• WHAT TO DO
**1.** In the passage below on critics of the scientific method, what does Feyerabend mean by "anything goes"?
**2.** Carry on the passage below on critics of the scientific method, starting after its last sentence.

• DOCUMENT EXCERPT
Thomas Samuel Kuhn examined the history of science in his The Structure of Scientific Revolutions, and found that the actual method used by scientists differed dramatically from the then-espoused method.
Paul Feyerabend similarly examined the history of science, and was led to deny that science is genuinely a methodological process. In his book Against Method he argues that scientific progress is not the result of applying any particular method. In essence, he says that "anything goes", by which he meant that for any specific methodology or norm of science, successful science has been done in violation of it. Criticisms such as his led to the strong programme, a radical approach to the sociology of science.
In his 1958 book, Personal Knowledge, chemist and philosopher Michael Polanyi (1891-1976) criticized the common view that the scientific method is purely objective and generates objective knowledge. Polanyi cast this view as a misunderstanding of the scientific method and of the nature of scientific inquiry, generally. He argued that scientists do and must follow personal passions in appraising facts and in determining which scientific questions to investigate. He concluded that a structure of liberty is essential for the advancement of science - that the freedom to pursue science for its own sake is a prerequisite for the production of knowledge through peer review and the scientific method.

• RECORDS
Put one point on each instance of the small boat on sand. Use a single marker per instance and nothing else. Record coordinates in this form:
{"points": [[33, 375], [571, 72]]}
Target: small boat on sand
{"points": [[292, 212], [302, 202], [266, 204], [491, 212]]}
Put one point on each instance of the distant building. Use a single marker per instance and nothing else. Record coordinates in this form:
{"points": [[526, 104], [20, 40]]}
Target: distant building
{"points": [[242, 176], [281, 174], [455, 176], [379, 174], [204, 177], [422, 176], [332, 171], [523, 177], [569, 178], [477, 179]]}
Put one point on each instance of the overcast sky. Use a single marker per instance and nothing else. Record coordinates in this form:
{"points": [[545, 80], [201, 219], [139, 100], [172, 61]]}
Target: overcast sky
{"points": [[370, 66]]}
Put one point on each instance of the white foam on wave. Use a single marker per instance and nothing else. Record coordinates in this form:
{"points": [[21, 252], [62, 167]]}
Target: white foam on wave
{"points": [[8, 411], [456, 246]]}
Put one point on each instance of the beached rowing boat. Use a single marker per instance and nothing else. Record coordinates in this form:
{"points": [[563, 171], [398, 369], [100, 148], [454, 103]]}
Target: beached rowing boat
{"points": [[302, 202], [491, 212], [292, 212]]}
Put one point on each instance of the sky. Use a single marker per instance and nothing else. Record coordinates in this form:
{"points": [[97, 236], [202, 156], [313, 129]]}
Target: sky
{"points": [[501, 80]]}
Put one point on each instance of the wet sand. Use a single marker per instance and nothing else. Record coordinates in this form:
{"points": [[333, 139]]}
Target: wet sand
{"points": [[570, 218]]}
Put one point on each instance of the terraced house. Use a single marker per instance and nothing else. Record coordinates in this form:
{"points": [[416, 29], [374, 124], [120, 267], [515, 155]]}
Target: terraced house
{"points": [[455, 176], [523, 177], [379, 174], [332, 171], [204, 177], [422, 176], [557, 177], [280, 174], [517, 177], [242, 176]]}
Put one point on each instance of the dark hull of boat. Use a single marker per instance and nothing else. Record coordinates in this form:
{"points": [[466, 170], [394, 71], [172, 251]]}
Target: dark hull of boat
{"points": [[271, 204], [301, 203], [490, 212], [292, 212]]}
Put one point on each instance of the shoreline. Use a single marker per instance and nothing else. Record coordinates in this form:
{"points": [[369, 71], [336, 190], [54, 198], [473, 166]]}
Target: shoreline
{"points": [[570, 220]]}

• SOLVED PROBLEMS
**1.** For any specific methodology or norm of science, successful science has been done in violation of it.

**2.**
The postmodernist critiques of science have themselves been the subject of intense controversy and heated dialogue. This ongoing debate, known as the science wars, is the result of the conflicting values and assumptions held by the postmodernist and realist camps. Whereas postmodernists assert that scientific knowledge is simply another discourse and not representative of any form of fundamental truth, realists in the scientific community maintain that scientific knowledge does reveal real and fundamental truths about reality. Many books have been written by scientists which take on this problem and challenge the assertions of the postmodernists while defending science as a legitimate method of deriving truth.[31][32][33][34][35]
Frequently the scientific method is not employed by a single person, but by several people cooperating directly or indirectly. Such cooperation can be regarded as one of the defining elements of a scientific community. Various techniques have been developed to ensure the integrity of the scientific method within such an environment.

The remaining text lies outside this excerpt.